Begin

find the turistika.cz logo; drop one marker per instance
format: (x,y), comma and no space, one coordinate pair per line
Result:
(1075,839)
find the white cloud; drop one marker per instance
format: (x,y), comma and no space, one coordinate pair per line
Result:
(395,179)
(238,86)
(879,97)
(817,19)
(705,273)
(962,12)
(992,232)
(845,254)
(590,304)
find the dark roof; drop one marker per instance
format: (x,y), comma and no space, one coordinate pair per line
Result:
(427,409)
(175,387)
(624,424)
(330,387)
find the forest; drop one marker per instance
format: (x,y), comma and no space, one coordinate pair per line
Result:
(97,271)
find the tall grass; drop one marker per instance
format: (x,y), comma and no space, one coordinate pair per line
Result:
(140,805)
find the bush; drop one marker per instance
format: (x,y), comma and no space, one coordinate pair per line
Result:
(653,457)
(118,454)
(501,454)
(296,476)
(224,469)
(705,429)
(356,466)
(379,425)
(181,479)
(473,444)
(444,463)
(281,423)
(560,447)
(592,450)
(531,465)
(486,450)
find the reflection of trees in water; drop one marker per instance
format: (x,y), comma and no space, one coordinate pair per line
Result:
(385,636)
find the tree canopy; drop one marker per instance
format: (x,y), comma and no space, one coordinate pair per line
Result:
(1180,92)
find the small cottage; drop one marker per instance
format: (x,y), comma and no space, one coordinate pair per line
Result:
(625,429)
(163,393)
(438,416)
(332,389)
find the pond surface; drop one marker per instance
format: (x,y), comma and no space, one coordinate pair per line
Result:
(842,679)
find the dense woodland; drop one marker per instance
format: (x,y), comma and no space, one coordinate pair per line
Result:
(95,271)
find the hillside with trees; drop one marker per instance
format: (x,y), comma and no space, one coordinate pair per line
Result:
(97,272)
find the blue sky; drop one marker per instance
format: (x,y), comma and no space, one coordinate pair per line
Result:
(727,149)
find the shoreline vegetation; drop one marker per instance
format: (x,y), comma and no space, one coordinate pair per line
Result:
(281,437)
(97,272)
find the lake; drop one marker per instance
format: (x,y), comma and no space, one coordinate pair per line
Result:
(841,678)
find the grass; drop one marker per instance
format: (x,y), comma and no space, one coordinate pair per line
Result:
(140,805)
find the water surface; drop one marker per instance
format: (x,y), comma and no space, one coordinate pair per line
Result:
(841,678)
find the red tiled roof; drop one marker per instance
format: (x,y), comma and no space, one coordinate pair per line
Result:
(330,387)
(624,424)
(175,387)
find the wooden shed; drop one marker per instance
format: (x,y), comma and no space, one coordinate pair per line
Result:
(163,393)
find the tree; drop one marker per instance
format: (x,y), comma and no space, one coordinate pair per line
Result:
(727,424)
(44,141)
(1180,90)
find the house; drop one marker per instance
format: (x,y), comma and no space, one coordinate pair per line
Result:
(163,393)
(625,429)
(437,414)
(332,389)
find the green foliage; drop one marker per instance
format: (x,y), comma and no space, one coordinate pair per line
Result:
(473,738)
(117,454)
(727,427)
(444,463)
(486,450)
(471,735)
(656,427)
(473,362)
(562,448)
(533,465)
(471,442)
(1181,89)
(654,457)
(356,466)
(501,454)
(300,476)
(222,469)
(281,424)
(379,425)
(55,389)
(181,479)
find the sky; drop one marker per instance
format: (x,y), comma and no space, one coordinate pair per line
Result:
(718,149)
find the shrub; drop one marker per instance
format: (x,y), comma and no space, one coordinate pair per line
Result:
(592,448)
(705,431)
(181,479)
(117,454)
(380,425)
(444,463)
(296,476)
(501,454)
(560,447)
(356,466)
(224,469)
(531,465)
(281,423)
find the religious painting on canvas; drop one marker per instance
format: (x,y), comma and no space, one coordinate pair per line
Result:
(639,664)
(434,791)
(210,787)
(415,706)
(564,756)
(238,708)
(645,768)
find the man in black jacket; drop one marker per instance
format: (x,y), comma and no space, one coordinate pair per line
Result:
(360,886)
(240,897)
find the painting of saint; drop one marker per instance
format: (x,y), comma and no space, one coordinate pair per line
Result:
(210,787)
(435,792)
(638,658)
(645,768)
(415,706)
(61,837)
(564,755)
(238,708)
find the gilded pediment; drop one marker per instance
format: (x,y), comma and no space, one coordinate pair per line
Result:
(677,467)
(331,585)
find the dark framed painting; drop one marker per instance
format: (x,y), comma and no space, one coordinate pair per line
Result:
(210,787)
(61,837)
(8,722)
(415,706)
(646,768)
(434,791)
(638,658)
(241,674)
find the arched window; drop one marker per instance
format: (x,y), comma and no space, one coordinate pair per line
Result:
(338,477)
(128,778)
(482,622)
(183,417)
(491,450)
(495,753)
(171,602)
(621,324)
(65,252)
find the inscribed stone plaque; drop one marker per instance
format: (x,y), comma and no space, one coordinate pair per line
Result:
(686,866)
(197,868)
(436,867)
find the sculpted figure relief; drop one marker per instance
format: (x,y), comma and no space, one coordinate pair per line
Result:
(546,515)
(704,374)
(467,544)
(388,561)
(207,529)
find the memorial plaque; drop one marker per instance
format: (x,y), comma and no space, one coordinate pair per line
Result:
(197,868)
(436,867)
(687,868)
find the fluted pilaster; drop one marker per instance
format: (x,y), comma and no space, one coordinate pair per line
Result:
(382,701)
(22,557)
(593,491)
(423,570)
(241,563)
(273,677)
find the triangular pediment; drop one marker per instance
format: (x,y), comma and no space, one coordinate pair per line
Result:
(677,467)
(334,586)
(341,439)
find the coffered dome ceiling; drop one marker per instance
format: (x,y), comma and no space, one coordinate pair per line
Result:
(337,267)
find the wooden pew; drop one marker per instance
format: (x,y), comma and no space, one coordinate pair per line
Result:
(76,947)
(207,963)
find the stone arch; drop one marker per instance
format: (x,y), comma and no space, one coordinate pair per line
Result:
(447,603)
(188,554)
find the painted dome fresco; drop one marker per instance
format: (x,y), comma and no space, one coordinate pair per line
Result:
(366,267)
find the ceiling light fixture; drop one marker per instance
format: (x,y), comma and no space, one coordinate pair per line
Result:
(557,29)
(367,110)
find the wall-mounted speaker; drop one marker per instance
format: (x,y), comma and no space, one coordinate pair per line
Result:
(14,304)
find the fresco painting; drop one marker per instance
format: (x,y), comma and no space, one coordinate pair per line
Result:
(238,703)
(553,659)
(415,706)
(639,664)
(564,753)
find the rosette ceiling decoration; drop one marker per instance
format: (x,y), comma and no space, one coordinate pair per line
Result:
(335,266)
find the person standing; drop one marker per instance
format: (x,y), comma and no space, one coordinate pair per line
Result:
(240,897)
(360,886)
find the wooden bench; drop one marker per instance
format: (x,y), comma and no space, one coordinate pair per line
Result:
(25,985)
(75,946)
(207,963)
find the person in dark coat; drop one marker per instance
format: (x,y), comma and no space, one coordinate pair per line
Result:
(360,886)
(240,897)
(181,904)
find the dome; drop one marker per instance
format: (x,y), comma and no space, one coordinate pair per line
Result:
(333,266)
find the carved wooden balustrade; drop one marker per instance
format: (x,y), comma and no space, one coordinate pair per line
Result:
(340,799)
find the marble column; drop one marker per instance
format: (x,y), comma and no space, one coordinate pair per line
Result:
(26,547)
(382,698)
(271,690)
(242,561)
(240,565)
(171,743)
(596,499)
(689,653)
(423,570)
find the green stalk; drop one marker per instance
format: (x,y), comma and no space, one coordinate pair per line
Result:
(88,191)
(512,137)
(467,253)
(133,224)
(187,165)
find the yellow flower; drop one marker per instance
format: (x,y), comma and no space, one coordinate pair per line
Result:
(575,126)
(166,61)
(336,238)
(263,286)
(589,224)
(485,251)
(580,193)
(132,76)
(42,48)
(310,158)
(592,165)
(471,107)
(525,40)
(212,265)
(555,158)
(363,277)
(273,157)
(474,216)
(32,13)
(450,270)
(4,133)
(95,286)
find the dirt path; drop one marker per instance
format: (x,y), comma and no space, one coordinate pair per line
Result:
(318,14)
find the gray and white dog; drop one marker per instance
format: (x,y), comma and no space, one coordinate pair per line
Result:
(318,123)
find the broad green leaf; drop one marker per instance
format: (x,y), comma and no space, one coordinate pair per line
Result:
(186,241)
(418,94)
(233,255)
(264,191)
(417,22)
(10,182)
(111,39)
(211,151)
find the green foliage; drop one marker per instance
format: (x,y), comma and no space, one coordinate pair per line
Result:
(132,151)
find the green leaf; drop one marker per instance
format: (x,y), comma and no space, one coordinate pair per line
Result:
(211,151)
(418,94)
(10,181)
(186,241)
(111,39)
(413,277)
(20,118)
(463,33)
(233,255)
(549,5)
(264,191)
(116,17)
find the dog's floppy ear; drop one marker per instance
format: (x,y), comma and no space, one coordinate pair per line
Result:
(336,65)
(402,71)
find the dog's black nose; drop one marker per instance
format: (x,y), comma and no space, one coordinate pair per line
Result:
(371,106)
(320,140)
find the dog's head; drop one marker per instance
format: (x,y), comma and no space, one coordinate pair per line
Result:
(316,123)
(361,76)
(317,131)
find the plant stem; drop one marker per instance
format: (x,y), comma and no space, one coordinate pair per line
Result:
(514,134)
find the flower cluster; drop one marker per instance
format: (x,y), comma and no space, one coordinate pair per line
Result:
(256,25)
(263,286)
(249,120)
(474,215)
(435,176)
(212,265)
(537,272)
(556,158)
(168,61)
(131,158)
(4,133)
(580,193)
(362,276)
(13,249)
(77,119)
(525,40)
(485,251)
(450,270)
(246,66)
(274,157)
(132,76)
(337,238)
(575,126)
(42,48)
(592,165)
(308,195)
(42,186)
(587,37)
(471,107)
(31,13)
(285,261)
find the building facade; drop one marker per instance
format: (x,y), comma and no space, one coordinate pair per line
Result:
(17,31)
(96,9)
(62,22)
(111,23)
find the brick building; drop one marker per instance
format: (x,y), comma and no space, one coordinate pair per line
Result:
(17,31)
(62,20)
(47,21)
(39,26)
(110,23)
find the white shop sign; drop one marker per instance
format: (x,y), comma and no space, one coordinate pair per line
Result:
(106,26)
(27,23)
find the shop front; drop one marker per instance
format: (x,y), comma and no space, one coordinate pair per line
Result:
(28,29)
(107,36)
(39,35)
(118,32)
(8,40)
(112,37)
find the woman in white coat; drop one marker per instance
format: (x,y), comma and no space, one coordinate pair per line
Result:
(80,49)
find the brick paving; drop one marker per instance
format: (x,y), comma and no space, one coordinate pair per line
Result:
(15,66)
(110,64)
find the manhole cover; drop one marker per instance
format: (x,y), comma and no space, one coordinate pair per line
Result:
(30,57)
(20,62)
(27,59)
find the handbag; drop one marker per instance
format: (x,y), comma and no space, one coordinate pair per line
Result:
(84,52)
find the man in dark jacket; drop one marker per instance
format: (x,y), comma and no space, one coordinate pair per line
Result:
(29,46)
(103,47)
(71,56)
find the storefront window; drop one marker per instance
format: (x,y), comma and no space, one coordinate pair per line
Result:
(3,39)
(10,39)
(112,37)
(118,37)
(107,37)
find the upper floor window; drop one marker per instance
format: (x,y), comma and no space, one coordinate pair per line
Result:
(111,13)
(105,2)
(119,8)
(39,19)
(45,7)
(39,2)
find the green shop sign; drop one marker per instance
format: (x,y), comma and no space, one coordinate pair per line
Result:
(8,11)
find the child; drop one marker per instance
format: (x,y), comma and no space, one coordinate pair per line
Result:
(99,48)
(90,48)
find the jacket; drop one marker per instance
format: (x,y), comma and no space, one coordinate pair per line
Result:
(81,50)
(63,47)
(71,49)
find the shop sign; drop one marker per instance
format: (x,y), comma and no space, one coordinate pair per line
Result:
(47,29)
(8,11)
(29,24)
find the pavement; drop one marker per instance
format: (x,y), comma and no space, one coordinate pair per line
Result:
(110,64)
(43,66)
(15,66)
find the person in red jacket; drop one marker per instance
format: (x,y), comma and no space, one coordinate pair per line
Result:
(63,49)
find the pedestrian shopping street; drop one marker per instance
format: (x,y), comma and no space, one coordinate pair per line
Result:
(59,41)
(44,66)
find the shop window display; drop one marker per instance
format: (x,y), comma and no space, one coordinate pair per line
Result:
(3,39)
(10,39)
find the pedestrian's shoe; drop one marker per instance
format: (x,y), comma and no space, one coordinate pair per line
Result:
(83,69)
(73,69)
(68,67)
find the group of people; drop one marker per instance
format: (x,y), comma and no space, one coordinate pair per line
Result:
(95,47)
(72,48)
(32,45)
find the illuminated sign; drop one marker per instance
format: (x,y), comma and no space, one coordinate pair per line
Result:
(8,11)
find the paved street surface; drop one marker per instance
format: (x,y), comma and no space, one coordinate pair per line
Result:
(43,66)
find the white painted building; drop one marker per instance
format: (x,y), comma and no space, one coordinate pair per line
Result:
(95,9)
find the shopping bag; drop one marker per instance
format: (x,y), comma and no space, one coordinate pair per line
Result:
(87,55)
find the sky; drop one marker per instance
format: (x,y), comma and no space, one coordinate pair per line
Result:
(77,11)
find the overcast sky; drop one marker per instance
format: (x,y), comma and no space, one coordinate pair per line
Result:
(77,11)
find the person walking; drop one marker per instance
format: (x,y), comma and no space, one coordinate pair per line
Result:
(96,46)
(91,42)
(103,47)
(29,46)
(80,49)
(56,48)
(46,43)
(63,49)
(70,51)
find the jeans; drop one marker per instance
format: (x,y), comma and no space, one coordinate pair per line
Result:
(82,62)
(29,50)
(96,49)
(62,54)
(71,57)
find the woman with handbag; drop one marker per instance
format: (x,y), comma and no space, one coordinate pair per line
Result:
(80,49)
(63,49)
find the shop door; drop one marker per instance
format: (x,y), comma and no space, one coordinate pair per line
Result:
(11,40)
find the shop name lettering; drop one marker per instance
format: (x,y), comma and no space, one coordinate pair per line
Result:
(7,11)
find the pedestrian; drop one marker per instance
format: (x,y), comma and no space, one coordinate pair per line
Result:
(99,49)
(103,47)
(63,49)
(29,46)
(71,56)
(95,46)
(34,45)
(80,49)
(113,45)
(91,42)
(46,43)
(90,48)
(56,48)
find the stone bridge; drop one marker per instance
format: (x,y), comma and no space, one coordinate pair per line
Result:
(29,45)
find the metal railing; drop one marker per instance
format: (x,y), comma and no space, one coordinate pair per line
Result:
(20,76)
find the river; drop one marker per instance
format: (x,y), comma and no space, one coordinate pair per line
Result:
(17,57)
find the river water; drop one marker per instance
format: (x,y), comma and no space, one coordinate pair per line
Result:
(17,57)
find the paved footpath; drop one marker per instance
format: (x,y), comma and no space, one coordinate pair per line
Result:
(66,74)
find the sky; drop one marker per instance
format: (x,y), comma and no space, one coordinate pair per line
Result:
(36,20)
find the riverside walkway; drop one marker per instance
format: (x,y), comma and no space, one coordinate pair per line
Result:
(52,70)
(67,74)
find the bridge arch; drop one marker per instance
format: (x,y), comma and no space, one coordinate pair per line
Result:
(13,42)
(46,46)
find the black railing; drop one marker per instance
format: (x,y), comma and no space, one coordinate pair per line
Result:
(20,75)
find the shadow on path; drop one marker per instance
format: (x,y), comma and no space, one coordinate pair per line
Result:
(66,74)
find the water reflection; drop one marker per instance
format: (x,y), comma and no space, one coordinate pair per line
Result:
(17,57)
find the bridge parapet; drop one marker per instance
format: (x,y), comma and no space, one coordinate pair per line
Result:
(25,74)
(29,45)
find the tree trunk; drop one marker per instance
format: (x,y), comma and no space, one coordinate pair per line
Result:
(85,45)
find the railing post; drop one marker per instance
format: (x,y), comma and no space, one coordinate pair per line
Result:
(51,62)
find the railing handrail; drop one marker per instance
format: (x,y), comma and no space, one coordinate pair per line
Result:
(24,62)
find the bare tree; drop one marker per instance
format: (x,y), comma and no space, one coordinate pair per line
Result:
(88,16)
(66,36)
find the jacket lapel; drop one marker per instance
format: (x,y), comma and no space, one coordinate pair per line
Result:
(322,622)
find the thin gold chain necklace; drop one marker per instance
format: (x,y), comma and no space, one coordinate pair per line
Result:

End

What to do: Leave out every line before the one containing "find the river; drop one marker per instance"; set down that line and all remaining lines of the material exactly.

The solution:
find the river; drop one marker per instance
format: (x,y), comma and no space, one coordinate pair per line
Result:
(17,57)
find the river water; drop one marker per instance
format: (x,y), comma and no space, one coordinate pair per line
Result:
(17,57)
find the paved footpath; drop one marker per instance
format: (x,y), comma and no space, one coordinate pair per line
Result:
(66,74)
find the sky; drop one marker per instance
format: (x,y), comma and no space, one coordinate pair per line
Result:
(36,20)
find the riverside walkway; drop one marker per instance
format: (x,y), comma and no space, one coordinate pair per line
Result:
(52,70)
(67,74)
find the bridge arch; drop one marker per instance
format: (x,y), comma and no space, one coordinate pair per line
Result:
(13,42)
(46,46)
find the black railing; drop one marker per instance
format: (x,y), comma and no space, one coordinate pair per line
Result:
(20,75)
find the shadow on path; drop one marker per instance
format: (x,y), comma and no space, one coordinate pair per line
Result:
(66,74)
find the water reflection; drop one marker per instance
format: (x,y), comma and no space, one coordinate pair per line
Result:
(17,57)
find the bridge parapet; drop one marker per instance
format: (x,y), comma and no space, one coordinate pair per line
Result:
(25,74)
(29,45)
find the tree trunk; drop one marker per instance
format: (x,y), comma and no space, one coordinate pair per line
Result:
(85,45)
find the railing post; drop one marker per instance
format: (x,y), comma and no space, one coordinate pair per line
Result:
(51,62)
find the railing handrail; drop one marker per instance
format: (x,y), comma and no space, one coordinate pair per line
Result:
(24,62)
find the bare tree; drop one marker per instance
format: (x,y), comma and no space, one coordinate pair per line
Result:
(88,16)
(66,36)
find the jacket lapel; drop one marker per instance
format: (x,y), comma and no space, one coordinate pair per line
Result:
(322,622)
find the thin gold chain necklace; drop one marker per instance
format: (x,y), comma and no space, one coordinate pair per line
Result:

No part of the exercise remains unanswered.